• The data:

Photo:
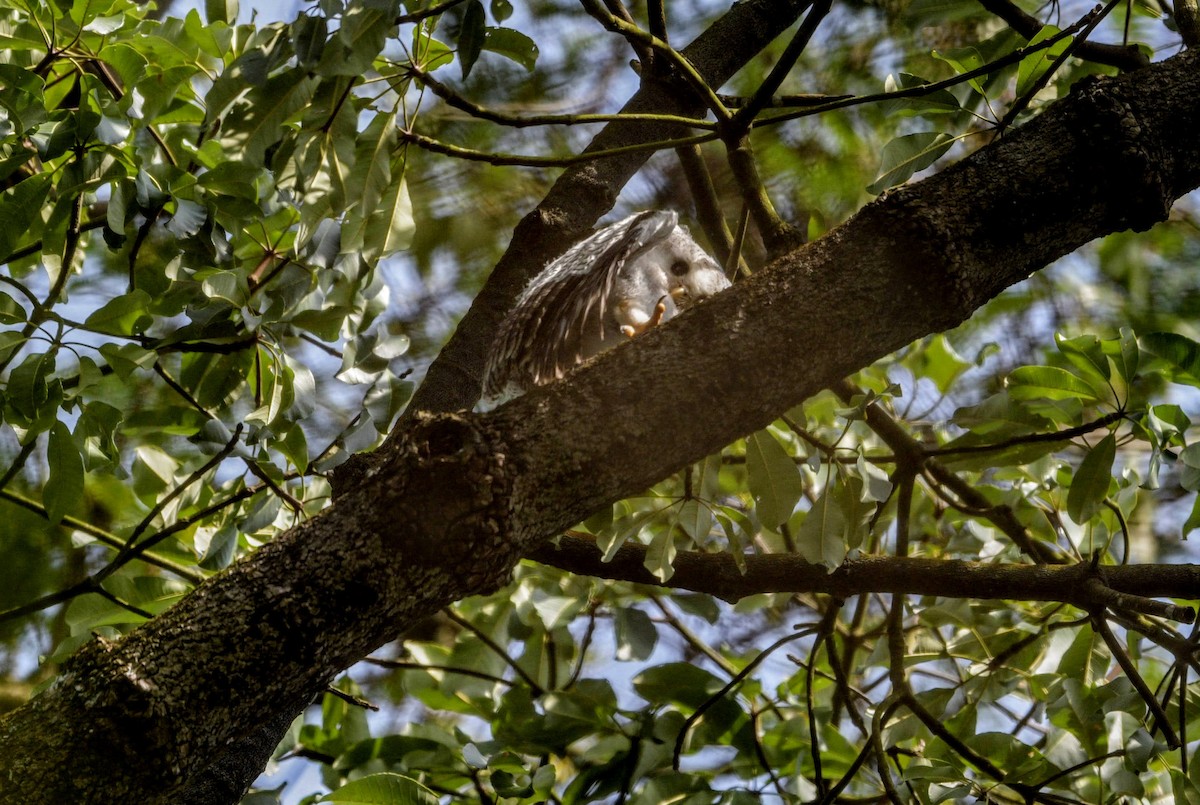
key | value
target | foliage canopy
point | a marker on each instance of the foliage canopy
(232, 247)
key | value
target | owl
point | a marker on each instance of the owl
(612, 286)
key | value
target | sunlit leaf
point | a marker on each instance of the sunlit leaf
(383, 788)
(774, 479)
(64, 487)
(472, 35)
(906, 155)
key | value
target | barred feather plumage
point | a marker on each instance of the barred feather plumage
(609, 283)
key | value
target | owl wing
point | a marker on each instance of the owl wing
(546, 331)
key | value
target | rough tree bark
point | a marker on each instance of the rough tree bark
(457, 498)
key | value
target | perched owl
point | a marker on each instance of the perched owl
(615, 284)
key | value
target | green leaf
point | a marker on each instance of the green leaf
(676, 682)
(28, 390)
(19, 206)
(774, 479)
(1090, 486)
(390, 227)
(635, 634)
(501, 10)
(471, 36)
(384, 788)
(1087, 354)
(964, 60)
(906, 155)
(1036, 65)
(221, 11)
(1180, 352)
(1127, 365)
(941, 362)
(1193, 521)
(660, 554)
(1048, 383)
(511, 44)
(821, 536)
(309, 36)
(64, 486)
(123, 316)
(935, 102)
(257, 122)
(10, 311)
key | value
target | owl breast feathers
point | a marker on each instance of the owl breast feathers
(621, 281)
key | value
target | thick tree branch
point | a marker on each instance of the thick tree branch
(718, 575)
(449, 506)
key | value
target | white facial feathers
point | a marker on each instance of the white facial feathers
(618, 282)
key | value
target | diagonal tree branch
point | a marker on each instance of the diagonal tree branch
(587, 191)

• What is needed: Omit every picture while copying the listing above exactly.

• Full solution:
Photo:
key | value
target | foliage canopy
point | a marker on each instance of the foliage canopy
(232, 247)
key | value
target | owl
point | a marker on each instance of the owl
(612, 286)
key | value
target | sunlit leaf
point | a marker on each instance of the sunlit leaf
(383, 788)
(774, 479)
(64, 487)
(472, 35)
(906, 155)
key | value
target | barred feather plumage
point | a marker on each instance of the barred feather plumage
(609, 283)
key | value
target | owl wing
point | a marker on each instance of the owl wing
(546, 331)
key | value
target | rough tree bark
point | a marker on each instance of the rough tree bark
(457, 498)
key | value
target | perched owl
point | a marker on each instance of the perched owl
(615, 284)
key | value
target | green leaf
point | a marker on each instance of the green leaf
(676, 682)
(28, 390)
(19, 206)
(774, 479)
(1090, 486)
(390, 227)
(635, 634)
(501, 10)
(471, 36)
(384, 788)
(1087, 354)
(964, 60)
(906, 155)
(1036, 65)
(221, 11)
(1180, 352)
(1127, 365)
(941, 362)
(1193, 521)
(660, 554)
(1048, 383)
(511, 44)
(821, 536)
(309, 36)
(64, 486)
(123, 316)
(935, 102)
(257, 122)
(10, 311)
key | value
target | owl breast feathers
point | a marker on each instance of the owl breast feathers
(621, 281)
key | value
target | thick tree branch
point | a marker on each instance of the thick tree branch
(718, 575)
(449, 506)
key | value
target | white facial feathers
point | a marker on each instance of the white facial feathers
(618, 282)
key | value
target | diagonal tree branch
point | a marker on each instance of the diagonal tree branch
(587, 191)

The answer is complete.